-- WHAT TO PRODUCE --
Reproduce the entire listing word for word.

□ □ □ □

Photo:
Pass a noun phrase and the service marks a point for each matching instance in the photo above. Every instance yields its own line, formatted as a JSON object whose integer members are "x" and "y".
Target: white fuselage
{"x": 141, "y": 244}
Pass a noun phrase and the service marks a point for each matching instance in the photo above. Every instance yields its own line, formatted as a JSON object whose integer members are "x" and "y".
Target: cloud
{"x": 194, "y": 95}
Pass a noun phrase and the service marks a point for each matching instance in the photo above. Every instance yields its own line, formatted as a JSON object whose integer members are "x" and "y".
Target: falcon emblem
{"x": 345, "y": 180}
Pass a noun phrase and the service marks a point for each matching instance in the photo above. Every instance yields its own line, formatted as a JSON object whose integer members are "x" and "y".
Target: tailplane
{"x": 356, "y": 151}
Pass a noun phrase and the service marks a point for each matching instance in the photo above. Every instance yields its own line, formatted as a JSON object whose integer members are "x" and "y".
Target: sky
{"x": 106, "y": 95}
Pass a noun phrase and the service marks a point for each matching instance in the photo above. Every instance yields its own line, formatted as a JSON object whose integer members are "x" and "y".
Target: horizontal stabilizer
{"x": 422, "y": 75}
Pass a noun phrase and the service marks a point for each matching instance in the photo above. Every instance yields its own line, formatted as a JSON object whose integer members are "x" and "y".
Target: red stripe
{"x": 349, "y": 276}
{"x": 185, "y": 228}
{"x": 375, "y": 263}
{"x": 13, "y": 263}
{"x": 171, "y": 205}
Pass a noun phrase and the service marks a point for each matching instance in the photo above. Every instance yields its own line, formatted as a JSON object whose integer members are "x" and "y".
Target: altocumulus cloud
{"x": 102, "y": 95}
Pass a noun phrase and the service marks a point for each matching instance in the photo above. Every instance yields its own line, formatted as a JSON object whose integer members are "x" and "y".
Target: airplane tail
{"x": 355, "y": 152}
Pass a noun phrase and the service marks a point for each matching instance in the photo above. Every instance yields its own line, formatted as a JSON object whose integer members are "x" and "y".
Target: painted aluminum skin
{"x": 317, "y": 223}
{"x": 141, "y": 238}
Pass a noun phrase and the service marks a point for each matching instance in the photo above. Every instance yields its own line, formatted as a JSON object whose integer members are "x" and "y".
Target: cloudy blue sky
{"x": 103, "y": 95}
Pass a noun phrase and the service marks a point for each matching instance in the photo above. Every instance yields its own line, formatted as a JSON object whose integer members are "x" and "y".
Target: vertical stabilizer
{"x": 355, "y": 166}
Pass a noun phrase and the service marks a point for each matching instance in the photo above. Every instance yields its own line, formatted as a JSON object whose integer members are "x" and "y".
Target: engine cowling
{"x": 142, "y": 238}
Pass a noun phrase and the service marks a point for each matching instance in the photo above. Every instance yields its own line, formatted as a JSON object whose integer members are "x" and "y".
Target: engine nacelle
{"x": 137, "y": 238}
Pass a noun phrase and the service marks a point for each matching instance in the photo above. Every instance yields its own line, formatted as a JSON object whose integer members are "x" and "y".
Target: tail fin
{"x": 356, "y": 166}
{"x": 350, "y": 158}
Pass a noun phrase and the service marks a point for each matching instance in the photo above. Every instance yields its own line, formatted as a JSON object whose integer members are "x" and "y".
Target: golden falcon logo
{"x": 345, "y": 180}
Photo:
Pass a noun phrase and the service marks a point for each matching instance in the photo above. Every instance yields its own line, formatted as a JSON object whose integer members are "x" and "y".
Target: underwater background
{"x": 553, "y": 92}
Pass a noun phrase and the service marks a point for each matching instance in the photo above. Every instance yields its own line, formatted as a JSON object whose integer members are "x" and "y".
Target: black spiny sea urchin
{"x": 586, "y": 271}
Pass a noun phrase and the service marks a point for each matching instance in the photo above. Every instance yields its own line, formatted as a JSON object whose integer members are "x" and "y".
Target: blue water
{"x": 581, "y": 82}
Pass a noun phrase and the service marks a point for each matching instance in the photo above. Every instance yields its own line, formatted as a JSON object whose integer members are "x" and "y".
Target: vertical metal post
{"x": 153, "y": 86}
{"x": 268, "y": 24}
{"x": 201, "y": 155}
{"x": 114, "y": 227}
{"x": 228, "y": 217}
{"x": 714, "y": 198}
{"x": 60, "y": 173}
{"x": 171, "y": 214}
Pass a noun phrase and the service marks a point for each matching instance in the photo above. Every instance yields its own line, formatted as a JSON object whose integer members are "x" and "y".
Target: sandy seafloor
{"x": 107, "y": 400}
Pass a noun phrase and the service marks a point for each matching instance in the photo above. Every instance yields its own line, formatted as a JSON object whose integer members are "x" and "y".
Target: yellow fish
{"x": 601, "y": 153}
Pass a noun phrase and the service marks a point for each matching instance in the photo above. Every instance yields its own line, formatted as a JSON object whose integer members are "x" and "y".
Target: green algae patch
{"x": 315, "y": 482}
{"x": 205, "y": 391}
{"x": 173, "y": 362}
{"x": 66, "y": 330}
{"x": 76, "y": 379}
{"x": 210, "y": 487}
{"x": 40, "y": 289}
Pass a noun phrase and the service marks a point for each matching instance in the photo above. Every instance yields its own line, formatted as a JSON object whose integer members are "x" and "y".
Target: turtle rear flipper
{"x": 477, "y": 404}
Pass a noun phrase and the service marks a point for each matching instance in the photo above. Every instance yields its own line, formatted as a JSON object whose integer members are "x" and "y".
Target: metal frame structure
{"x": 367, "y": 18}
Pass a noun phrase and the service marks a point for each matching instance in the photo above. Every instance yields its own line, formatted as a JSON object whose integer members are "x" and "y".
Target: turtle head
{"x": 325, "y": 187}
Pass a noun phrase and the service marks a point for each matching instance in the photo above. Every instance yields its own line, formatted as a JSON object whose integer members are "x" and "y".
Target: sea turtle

□ □ □ □

-- ANSWER --
Photo:
Pass a noun phrase and the service marks a point for each matching instance in the photo above. Every instance yields its own line, formatted as a JSON object whose integer members are "x" and "y".
Target: white fuselage
{"x": 141, "y": 244}
Pass a noun phrase and the service marks a point for each matching instance in the photo above. Every instance yields its own line, formatted as a JSON object whose integer members are "x" and "y".
Target: cloud
{"x": 194, "y": 95}
Pass a noun phrase and the service marks a point for each matching instance in the photo above. Every instance yields its own line, formatted as a JSON object whose integer members are "x" and "y".
Target: falcon emblem
{"x": 345, "y": 180}
Pass a noun phrase and the service marks a point for each matching instance in the photo above. Every instance yields its own line, formatted as a JSON object whose integer members are "x" and "y".
Target: tailplane
{"x": 356, "y": 151}
Pass a noun phrase and the service marks a point for each matching instance in the photo above. Every instance yields its own line, formatted as a JSON object whose integer members are "x" and "y".
Target: sky
{"x": 106, "y": 95}
Pass a noun phrase and the service marks a point for each matching instance in the photo above. Every instance yields its own line, formatted as a JSON object whose integer members are "x" and "y".
Target: horizontal stabilizer
{"x": 422, "y": 75}
Pass a noun phrase and the service marks a point for each matching instance in the photo above. Every instance yields its own line, formatted as a JSON object whose integer members are "x" and "y".
Target: red stripe
{"x": 349, "y": 276}
{"x": 185, "y": 228}
{"x": 375, "y": 263}
{"x": 13, "y": 263}
{"x": 171, "y": 205}
Pass a noun phrase and the service marks a point for each matching instance in the photo above. Every instance yields its own line, formatted as a JSON object whose integer members are "x" and "y".
Target: altocumulus cloud
{"x": 102, "y": 95}
Pass a noun phrase and the service marks a point for each matching instance in the photo above. Every instance yields its own line, formatted as a JSON object whose integer members are "x" and "y".
Target: airplane tail
{"x": 355, "y": 152}
Pass a noun phrase and the service marks a point for each matching instance in the photo above. Every instance yields its own line, formatted as a JSON object whose integer members are "x" and "y".
Target: painted aluminum skin
{"x": 317, "y": 223}
{"x": 141, "y": 238}
Pass a noun phrase and the service marks a point for each matching instance in the photo above. Every instance yields its own line, formatted as a JSON object whose integer members are "x" and "y".
Target: cloudy blue sky
{"x": 103, "y": 95}
Pass a noun phrase and the service marks a point for each matching instance in the photo above. Every instance yields its own line, formatted as a JSON object whose integer members are "x" and "y".
Target: vertical stabilizer
{"x": 355, "y": 166}
Pass a noun phrase and the service marks a point for each matching instance in the photo above. Every instance yields its own line, formatted as a JSON object whose integer members are "x" and "y".
Target: engine cowling
{"x": 142, "y": 238}
Pass a noun phrase and the service marks a point for each matching instance in the photo above. Every instance yields its own line, formatted as a JSON object whose integer members are "x" and "y".
Target: engine nacelle
{"x": 137, "y": 238}
Pass a noun phrase and the service marks a point for each matching instance in the photo above. Every instance yields its own line, formatted as a JSON object whose integer members are "x" and "y".
Target: tail fin
{"x": 356, "y": 166}
{"x": 350, "y": 158}
Pass a noun phrase and the service marks a point for each matching instance in the photo above. Every instance yields its own line, formatted as a JSON object whose integer members are "x" and "y".
Target: golden falcon logo
{"x": 345, "y": 180}
Photo:
Pass a noun phrase and the service marks a point for each matching instance in the photo above. Every instance yields its own line, formatted as a JSON object whose integer members are "x" and "y".
Target: underwater background
{"x": 553, "y": 92}
Pass a noun phrase and the service marks a point for each matching instance in the photo above. Every instance yields its own line, formatted as a JSON object whose integer members are "x" and "y".
Target: black spiny sea urchin
{"x": 586, "y": 271}
Pass a noun phrase and the service marks a point for each matching instance in the photo above. Every instance yields its own line, formatted as a JSON object whose integer members are "x" and "y".
Target: blue water
{"x": 581, "y": 82}
Pass a noun phrase and the service marks a point for each matching instance in the photo above. Every instance yields its own line, formatted as a JSON object whose integer members are "x" and "y".
Target: vertical metal post
{"x": 153, "y": 86}
{"x": 268, "y": 24}
{"x": 201, "y": 155}
{"x": 114, "y": 227}
{"x": 228, "y": 217}
{"x": 714, "y": 198}
{"x": 60, "y": 173}
{"x": 171, "y": 214}
Pass a noun phrase and the service marks a point for each matching instance in the photo above. Every instance yields its own line, formatted as a JSON object whose integer members are "x" and "y".
Target: sandy seafloor
{"x": 107, "y": 400}
Pass a noun phrase and the service marks a point for each matching instance in the photo above. Every instance yields its own line, formatted as a JSON object whose integer members are "x" and "y".
Target: yellow fish
{"x": 601, "y": 153}
Pass a noun phrase and the service marks a point for each matching instance in the photo above. Every instance yields its own line, formatted as a JSON object whose integer members are "x" and "y".
Target: green algae patch
{"x": 315, "y": 482}
{"x": 205, "y": 391}
{"x": 173, "y": 362}
{"x": 66, "y": 330}
{"x": 76, "y": 379}
{"x": 210, "y": 487}
{"x": 40, "y": 289}
Pass a noun phrase and the service marks a point for each matching instance in the photo above. Every instance yields its own line, formatted as a JSON object whose integer members are "x" and "y".
Target: turtle rear flipper
{"x": 477, "y": 404}
Pass a noun phrase and the service marks a point for each matching instance in the photo above. Every instance yields its own line, formatted as a JSON object whose integer members are "x" and "y".
Target: metal frame structure
{"x": 367, "y": 18}
Pass a noun phrase and the service marks a point for each matching instance in the photo above. Every instance yields its own line, formatted as a JSON object whose integer members are "x" and "y".
Target: turtle head
{"x": 325, "y": 187}
Pass a noun phrase and the service marks a point for each matching instance in the photo above. Every instance yields its own line, formatted as a JSON object whose integer members are "x" and "y".
Target: sea turtle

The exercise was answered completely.